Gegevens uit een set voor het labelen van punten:
◇ ◇ ◇ ◇

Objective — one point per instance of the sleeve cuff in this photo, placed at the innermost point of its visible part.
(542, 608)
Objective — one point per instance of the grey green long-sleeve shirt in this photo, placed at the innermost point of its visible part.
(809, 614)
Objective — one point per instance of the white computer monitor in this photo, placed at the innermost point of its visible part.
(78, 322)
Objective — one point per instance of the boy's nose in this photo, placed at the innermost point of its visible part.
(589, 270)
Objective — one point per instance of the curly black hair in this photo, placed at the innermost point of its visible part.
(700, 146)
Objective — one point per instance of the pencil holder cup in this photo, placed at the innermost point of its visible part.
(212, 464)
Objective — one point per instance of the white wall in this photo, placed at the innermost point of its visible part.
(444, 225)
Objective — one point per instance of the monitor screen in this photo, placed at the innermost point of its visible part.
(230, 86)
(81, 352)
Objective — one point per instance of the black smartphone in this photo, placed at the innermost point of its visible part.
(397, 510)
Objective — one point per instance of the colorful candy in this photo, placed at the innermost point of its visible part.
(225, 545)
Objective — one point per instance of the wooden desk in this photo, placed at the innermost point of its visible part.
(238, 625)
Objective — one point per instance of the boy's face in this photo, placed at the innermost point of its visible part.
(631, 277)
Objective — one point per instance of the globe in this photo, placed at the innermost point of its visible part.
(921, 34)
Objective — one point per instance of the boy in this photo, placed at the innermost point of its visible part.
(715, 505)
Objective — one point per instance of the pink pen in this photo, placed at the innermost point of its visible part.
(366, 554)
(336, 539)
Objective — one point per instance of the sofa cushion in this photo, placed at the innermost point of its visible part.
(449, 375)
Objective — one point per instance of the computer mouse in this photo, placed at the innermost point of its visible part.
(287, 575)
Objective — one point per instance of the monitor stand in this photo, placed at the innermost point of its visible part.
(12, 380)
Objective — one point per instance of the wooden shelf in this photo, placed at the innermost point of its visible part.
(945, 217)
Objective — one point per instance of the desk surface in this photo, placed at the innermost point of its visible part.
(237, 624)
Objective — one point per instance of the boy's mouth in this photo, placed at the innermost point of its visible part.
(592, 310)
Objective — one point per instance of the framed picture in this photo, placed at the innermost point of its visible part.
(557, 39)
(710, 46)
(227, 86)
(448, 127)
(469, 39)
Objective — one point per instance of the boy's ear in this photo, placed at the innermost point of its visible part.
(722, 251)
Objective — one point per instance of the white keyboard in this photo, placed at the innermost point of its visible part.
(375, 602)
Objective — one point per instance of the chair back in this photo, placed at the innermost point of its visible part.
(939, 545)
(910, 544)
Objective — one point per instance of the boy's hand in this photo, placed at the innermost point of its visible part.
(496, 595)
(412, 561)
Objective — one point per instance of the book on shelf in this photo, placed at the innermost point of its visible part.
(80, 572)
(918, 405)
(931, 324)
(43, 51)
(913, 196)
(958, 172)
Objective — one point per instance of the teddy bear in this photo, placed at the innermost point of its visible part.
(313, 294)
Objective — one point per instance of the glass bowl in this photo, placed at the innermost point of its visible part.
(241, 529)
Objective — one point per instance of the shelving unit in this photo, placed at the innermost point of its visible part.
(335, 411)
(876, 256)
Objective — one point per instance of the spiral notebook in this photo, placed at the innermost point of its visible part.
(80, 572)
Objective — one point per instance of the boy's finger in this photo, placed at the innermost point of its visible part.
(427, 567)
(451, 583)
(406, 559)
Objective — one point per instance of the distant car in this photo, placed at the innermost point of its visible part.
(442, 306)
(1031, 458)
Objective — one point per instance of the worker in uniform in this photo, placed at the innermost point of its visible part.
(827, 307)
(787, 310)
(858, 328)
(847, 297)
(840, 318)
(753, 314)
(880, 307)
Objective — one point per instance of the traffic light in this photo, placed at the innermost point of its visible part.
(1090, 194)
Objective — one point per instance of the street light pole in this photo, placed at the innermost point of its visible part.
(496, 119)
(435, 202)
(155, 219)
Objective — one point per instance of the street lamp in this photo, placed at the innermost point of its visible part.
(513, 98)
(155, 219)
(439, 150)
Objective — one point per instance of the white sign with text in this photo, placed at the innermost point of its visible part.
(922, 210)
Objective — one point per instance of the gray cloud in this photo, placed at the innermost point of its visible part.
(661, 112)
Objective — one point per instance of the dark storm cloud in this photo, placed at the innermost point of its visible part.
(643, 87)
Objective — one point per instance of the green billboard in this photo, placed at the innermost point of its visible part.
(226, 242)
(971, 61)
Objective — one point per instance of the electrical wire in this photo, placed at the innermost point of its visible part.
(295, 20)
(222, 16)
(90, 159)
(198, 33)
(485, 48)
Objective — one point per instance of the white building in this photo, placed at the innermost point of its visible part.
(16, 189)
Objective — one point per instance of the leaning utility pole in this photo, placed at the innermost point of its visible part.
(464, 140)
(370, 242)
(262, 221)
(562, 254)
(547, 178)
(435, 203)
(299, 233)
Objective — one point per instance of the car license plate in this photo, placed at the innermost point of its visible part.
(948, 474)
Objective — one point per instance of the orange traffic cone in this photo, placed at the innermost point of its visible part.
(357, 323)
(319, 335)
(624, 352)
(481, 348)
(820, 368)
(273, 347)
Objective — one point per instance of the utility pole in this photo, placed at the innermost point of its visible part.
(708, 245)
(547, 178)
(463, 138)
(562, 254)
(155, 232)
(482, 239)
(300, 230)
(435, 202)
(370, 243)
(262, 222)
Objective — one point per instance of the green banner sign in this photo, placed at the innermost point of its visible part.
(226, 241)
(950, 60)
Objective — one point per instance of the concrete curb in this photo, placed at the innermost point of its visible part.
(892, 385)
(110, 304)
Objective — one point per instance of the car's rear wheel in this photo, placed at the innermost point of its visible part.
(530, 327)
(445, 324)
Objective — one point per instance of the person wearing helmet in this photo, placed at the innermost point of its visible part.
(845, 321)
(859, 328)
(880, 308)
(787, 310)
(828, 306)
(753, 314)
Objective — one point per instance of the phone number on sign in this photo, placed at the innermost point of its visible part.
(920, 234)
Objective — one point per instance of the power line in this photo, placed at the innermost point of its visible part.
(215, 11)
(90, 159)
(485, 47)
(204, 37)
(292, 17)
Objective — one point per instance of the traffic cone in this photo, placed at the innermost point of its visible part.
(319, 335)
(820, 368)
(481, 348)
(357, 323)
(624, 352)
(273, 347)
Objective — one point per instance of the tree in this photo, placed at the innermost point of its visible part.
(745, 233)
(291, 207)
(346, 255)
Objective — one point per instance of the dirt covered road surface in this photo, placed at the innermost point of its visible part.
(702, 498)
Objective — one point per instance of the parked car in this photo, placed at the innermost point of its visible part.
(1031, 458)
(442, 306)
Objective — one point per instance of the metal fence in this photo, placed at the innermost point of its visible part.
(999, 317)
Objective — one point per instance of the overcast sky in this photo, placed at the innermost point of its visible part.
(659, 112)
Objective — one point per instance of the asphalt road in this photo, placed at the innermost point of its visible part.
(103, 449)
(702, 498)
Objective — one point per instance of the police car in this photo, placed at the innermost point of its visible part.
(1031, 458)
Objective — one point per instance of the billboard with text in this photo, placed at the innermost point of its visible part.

◇ ◇ ◇ ◇

Probleembeschrijving: Ruil in alle bovenstaande gegevens "Objective" in voor "Instruction" en geef de regels verder ongewijzigd terug.

Schriftelijk antwoord:
Instruction — one point per instance of the sleeve cuff in this photo, placed at the innermost point of its visible part.
(542, 608)
Instruction — one point per instance of the grey green long-sleeve shirt in this photo, placed at the innermost point of its visible part.
(809, 614)
Instruction — one point per instance of the white computer monitor in this photo, placed at the innermost point of its visible part.
(78, 322)
Instruction — one point per instance of the boy's nose in this photo, placed at the innermost point of its visible part.
(589, 270)
Instruction — one point per instance of the curly black hair in this photo, placed at the innermost point of its visible part.
(700, 146)
Instruction — one point per instance of the pencil holder cup in this photo, placed at the innermost point of its visible part.
(212, 464)
Instruction — one point per instance of the white wall in this photo, placed at the innermost point of its visible part.
(444, 225)
Instruction — one point per instance of the monitor screen in this photo, placed at the innermost point of its visible part.
(230, 86)
(81, 352)
Instruction — one point per instance of the black smartphone in this photo, placed at the innermost point of its visible part.
(397, 510)
Instruction — one point per instance of the colorful candy in this photo, placed at the innermost point of its visible part.
(225, 545)
Instruction — one point per instance of the wooden desk in this photo, placed at the innermost point of its visible part.
(238, 625)
Instruction — one point per instance of the boy's face in this photo, placed at the innermost point of its visible part.
(631, 277)
Instruction — one point per instance of the globe in this photo, placed at the innermost point of its visible part.
(921, 34)
Instruction — one point per instance of the boy in this photo, placed at the innermost point of its visible part.
(715, 505)
Instruction — one point per instance of the pink pen in this photo, placed at the innermost point of its visible part.
(366, 554)
(336, 539)
Instruction — one point per instance of the sofa cushion in this photo, placed at the innermost point of its visible part.
(449, 375)
Instruction — one point per instance of the computer mouse in this photo, placed at the innermost point of its visible part.
(287, 575)
Instruction — one point per instance of the monitor stand in this photo, placed at the innermost point of its visible part.
(12, 380)
Instruction — one point per instance of the wooden shelf in this photo, placed at the innermost point of its visible part.
(945, 217)
Instruction — one point per instance of the desk surface in this photo, placed at the innermost point of its visible part.
(237, 624)
Instruction — one point per instance of the boy's mouth in this photo, placed at the innermost point of its visible part.
(592, 310)
Instruction — one point per instance of the framed picture in this photo, placed at the innermost point of its visible part.
(557, 39)
(710, 46)
(227, 86)
(448, 127)
(469, 39)
Instruction — one point per instance of the boy's ear in this photo, placed at the innermost point of its visible part.
(722, 251)
Instruction — one point per instance of the white keyboard in this photo, placed at the innermost point of its visible part.
(375, 602)
Instruction — one point per instance of the chair back in this photo, placed at the innermost point of its visible part.
(939, 545)
(910, 544)
Instruction — one point per instance of the boy's hand in this photo, placed at the innermost point of its visible part.
(496, 595)
(412, 561)
Instruction — one point per instance of the book on shelf in this photo, placed at the innermost point of its visible part.
(80, 572)
(918, 405)
(931, 324)
(43, 51)
(913, 196)
(958, 172)
Instruction — one point per instance of the teddy bear in this photo, placed at the innermost point of its visible part.
(313, 294)
Instruction — one point per instance of the glass bowl in this photo, placed at the innermost point of its visible part.
(241, 529)
Instruction — one point per instance of the shelving unit in this photo, placed at the innermost point of its visible part.
(335, 411)
(876, 256)
Instruction — one point per instance of the spiral notebook in this photo, placed at the innermost point of its visible part.
(80, 572)
Instruction — one point per instance of the boy's finger in this photo, placed at the innermost point of its visible part.
(427, 567)
(451, 583)
(406, 559)
Instruction — one point per instance of the distant car in this photo, placed at the innermost point of its visible part.
(442, 306)
(1031, 458)
Instruction — one point per instance of the worker in uniform in this photo, placed at the innermost point of its visible part.
(827, 307)
(787, 310)
(858, 328)
(847, 297)
(840, 318)
(753, 314)
(880, 307)
Instruction — one point per instance of the traffic light in this photo, placed at the innermost point of its visible part.
(1090, 194)
Instruction — one point per instance of the street light pole in this photo, placed at the innermost point of its visible part.
(496, 119)
(435, 202)
(155, 219)
Instruction — one point per instance of the street lamp in this photo, placed at the innermost point of its visible part.
(513, 98)
(155, 219)
(439, 150)
Instruction — one point per instance of the white sign with text in this photo, placed at the innermost point of its visible part.
(922, 210)
Instruction — one point per instance of the gray cloud in this photo, placed at the innermost point of its visible part.
(661, 112)
Instruction — one point per instance of the dark storm cloud in this photo, placed at the innermost point of its visible part.
(643, 87)
Instruction — one point per instance of the green billboard in this photo, placed at the innermost point of its visible part.
(226, 242)
(971, 61)
Instruction — one point per instance of the electrical wire in this photo, placed at the innermost point of its visible part.
(295, 20)
(222, 16)
(90, 159)
(198, 33)
(485, 48)
Instruction — one point per instance of the white building in this photo, placed at the innermost point of its visible part.
(16, 189)
Instruction — one point per instance of the leaning utility pole in this photo, placed at the innermost point of its visible part.
(464, 140)
(370, 242)
(262, 221)
(562, 254)
(547, 178)
(435, 203)
(299, 233)
Instruction — one point per instance of the car license plate in this photo, placed at the innermost point of its visible part.
(948, 474)
Instruction — one point per instance of the orange traffic cone in this photo, placed at the innermost point of its visible part.
(357, 323)
(319, 335)
(624, 352)
(481, 348)
(820, 368)
(273, 347)
Instruction — one point per instance of the utility pole in this photo, placed at the innermost point of its visible part.
(708, 245)
(547, 178)
(463, 138)
(562, 254)
(155, 232)
(482, 239)
(300, 230)
(435, 202)
(370, 243)
(262, 222)
Instruction — one point per instance of the green banner sign in this photo, placed at the innermost point of its visible part.
(226, 241)
(950, 60)
Instruction — one point per instance of the concrete curb in this photo, placed at the innermost point of its visible part.
(892, 385)
(110, 304)
Instruction — one point per instance of the car's rear wheel in this photo, placed at the innermost point of its visible part.
(530, 327)
(445, 324)
Instruction — one point per instance of the person wearing helmet in this photo, placed at the innermost point of its visible part.
(845, 321)
(859, 328)
(880, 308)
(787, 310)
(828, 306)
(753, 314)
Instruction — one point per instance of the phone number on sign in this photo, placed at the innermost point of its visible part.
(920, 234)
Instruction — one point per instance of the power line in this photo, placed at the innermost point of its visible part.
(215, 11)
(90, 159)
(485, 47)
(204, 37)
(292, 17)
Instruction — one point per instance of the traffic cone in this photo, placed at the innermost point of its visible part.
(319, 335)
(820, 368)
(481, 348)
(357, 323)
(624, 352)
(273, 347)
Instruction — one point per instance of the tree in this photo, placed at the innermost point of its visible part.
(745, 233)
(291, 207)
(346, 255)
Instruction — one point per instance of the dirt covered road surface in this photo, placed at the innermost point of its visible part.
(702, 498)
Instruction — one point per instance of the parked car in this photo, placed at the innermost point of its visible part.
(1031, 458)
(442, 306)
Instruction — one point per instance of the metal fence in this photo, placed at the innermost point of its visible part.
(999, 317)
Instruction — one point per instance of the overcast sky in this photo, placed at the innermost point of its visible part.
(659, 112)
Instruction — one point per instance of the asphalt road in this photo, placed at the innermost point of its visible part.
(103, 449)
(702, 498)
Instruction — one point per instance of the police car in this photo, placed at the innermost point of its visible part.
(1031, 458)
Instruction — one point per instance of the billboard with text in this photo, placed at the innermost point of its visible part.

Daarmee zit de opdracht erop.